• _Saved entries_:
────────

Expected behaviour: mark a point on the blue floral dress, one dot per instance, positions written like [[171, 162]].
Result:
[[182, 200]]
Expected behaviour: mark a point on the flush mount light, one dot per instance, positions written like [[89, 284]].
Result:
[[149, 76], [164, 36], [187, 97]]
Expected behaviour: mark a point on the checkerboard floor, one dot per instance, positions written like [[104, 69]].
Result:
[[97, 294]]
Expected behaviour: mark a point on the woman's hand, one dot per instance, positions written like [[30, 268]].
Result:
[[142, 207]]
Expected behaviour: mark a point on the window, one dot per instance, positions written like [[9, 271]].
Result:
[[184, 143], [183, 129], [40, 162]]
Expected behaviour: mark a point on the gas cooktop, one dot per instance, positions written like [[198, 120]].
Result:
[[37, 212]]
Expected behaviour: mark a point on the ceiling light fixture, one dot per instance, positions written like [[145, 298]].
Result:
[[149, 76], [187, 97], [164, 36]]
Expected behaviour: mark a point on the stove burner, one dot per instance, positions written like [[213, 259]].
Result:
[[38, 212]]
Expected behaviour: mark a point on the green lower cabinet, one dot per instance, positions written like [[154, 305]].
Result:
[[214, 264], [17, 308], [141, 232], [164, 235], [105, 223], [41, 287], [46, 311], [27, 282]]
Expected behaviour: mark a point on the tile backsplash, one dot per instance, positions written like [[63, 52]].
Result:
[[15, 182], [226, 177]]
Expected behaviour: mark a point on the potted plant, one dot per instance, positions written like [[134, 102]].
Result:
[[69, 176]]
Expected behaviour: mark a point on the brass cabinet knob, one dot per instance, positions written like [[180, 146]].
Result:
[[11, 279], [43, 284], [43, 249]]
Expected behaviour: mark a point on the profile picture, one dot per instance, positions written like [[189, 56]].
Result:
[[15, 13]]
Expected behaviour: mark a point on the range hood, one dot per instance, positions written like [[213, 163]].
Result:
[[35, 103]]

────────

• _Written instruction_:
Write out every record, exactly as written.

• _Solution_:
Expected behaviour: mark a point on the blue floral dress, one dot per instance, positions written like [[171, 162]].
Result:
[[182, 200]]
Expected behaviour: mark a point on the flush mount light, one dot per instance, positions written like [[89, 284]].
Result:
[[149, 76], [164, 36], [187, 97]]
Expected behaviour: mark a point on the checkerboard floor, one dot per instance, positions written like [[104, 69]].
Result:
[[97, 294]]
Expected behaviour: mark a point on the woman's hand, one dot per instance, positions written like [[30, 268]].
Result:
[[142, 207]]
Expected behaviour: mark a point on the window, one dot per instance, positions written like [[9, 271]].
Result:
[[184, 143], [183, 129], [40, 162]]
Expected behaviour: mark a point on the gas cooktop, one dot per instance, positions written like [[198, 120]].
Result:
[[37, 212]]
Expected behaviour: mark a point on the ceiling light fixture, one dot per instance, positions written like [[145, 298]].
Result:
[[149, 76], [187, 97], [164, 36]]
Expected behaviour: mark a point on the stove burner, one dot per instance, positions written like [[213, 259]].
Result:
[[38, 212]]
Expected behaviour: mark a point on the green lower cabinet, one dot per instance, positions written like [[154, 305]].
Result:
[[214, 264], [17, 308], [141, 232], [164, 235], [105, 223], [41, 287], [46, 311], [27, 282]]
Expected behaviour: mark a point on the tile backsplash, one dot per instance, positions written like [[63, 52]].
Result:
[[15, 182], [226, 177]]
Expected behaviour: mark a point on the potted plant, one dot per instance, positions written like [[134, 102]].
Result:
[[69, 176]]
Expected behaviour: mark a point on the brass cabinet knob, one dot per instance, positions written like [[180, 146]].
Result:
[[11, 279], [43, 284], [43, 249]]
Expected behaviour: mark a point on the profile picture, one dot per instance, positions written like [[189, 56]].
Result:
[[15, 13]]
Expected behaviour: mark a point on the range hood, one dot per instance, positions written like [[213, 163]].
Result:
[[35, 103]]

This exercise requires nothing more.